> **Your goal**
Extend the bank's first-quarter earnings call transcript below by writing what follows its final line.

Next page 20 some key ratios. I think you've seen most of this. A couple of comments, I would like to make. Even though we've had very strong lending growth during Q1 and we still see a strong pipeline for Q2 deposits continue to outgrow lending. So to that extent we have been more than self-funded through deposits.
In that sense, the liquidity position in the bank has improved post Q1 compared to pre Q1 and it was very strong already pre Q1. And you can see in one of the charts in the appendix for how long we can survive without having any access to the capital markets. It's more than 13 months at this point in time.
On capital, there's a large decline Q-on-Q 80 basis points. That's mainly driven by FX and lending and to some extent also due to higher market risk REA. Still the buffer is up to 310 basis points. This is due to the countercyclical buffers being reduced or removed in the jurisdictions where we operate. So we have a buffer that is 60 basis points above the level ending last year.
That was it. I think we can open up for Q&A.
[Operator Instructions] Your first question comes from the line of Magnus Andersson. Your line is open. You may ask your question.
Yes. Good morning. Magnus Andersson at ABG. Just first of all starting with a quick one on your trading income, since it's the weakest quarterly result probably in 25 years or so. Just -- first of all on risk mandates etcetera has anything changed at all over the last, let's say couple of years two, three years? That's the first one.

> **Entries provided**
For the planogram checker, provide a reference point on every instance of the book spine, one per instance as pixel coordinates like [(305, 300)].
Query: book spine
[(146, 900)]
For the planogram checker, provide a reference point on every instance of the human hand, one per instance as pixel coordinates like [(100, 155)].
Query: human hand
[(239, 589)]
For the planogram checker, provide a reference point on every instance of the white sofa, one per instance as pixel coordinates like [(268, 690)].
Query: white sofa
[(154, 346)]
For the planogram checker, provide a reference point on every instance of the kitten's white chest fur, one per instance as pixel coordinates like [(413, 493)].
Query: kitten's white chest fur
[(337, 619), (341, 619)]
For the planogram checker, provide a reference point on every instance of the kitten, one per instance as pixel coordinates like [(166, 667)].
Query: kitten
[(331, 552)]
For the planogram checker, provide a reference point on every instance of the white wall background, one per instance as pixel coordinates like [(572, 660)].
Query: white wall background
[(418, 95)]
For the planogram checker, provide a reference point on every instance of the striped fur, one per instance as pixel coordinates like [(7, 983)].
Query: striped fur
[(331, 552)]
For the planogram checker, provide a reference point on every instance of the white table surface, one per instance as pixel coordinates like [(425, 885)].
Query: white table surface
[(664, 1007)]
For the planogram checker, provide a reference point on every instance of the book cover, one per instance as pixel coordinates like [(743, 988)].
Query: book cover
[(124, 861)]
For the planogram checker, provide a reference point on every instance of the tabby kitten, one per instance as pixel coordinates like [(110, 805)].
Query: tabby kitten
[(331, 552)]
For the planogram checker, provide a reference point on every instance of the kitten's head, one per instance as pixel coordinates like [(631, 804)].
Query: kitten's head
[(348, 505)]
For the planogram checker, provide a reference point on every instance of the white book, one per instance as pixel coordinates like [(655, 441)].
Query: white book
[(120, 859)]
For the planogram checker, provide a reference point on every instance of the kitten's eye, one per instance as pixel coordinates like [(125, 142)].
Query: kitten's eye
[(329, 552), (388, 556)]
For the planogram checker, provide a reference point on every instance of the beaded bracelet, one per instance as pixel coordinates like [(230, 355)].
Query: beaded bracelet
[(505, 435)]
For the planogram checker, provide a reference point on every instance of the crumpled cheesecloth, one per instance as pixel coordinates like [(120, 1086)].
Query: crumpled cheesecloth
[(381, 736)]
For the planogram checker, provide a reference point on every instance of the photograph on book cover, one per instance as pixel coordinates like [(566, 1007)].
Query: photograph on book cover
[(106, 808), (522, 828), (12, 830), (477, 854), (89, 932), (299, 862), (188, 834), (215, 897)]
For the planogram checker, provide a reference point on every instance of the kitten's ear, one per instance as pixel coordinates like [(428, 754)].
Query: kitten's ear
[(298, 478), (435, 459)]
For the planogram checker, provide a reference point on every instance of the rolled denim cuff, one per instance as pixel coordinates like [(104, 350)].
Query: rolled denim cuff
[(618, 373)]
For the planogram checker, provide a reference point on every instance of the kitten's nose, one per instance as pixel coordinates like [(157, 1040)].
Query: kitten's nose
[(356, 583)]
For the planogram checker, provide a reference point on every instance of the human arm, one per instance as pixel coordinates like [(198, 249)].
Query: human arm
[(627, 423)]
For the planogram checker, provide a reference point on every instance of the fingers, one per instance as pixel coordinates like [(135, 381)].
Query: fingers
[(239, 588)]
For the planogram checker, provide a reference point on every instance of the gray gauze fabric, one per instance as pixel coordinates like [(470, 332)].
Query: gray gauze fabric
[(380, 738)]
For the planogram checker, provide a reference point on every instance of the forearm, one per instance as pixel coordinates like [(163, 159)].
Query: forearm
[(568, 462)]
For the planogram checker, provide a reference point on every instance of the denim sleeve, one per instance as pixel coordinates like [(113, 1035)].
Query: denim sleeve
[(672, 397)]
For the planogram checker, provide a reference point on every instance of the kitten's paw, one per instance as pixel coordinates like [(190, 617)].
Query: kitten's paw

> **The answer**
And secondly is there anything you can do to offset this kind of volatility? I understand obviously most of the strategic shareholdings etcetera. But the CVA/DVA etcetera is it just as it, is this is something we have to accept also going forward? Thank you.
Hey Magnus, Johan here. Nothing has changed in the risk appetite or the mandates of strategic or any other reason over the last few years. So this is not a result of excessive risk taking prop trading or anything like it. And just that one step back this is an assessment of every single counterpart that we have a financial derivative with. We do an assessment of the potential future exposure of that derivative and then put a probability of default in a mechanical way using CDS spreads and/or proxies from the credit market to assess it.
So this is a very mechanical thing. This is a credit reservation as well. It's just driven by a mechanical process rather than credit losses on loans which are driven by IFRS 9 credit department modeling process with an expert overlay so to speak. We have in the appendix Page 22 included it, everything else being equal, this just means reverting to 0. So you should not expect us to now change the narrative around what this line is. We continue for the purpose of this discussion to believe in 1.2 to 1.4 in this line as the average over time with high volatility.
Okay. Good. And then secondly just going to -- back to corporate lending and NII. First of all of that lending of the SEK 133 million perhaps you mentioned it and I missed it, but how much is already negotiated credit lines being drawn and how much is new lending? And also if you could comment on margins what do you think about margin development, margins on new facilities versus already negotiated facilities?
Yes. I'll refer to Page 8 again. So if you start looking at the green area, as you can see a very close to 50-50 split between drawn and undrawn. The blue area is impossible to say, but there's no reason to think it is going to start mostly as undrawn because these had a tendency to be a little bit of an insurance policy driven for a rainy day.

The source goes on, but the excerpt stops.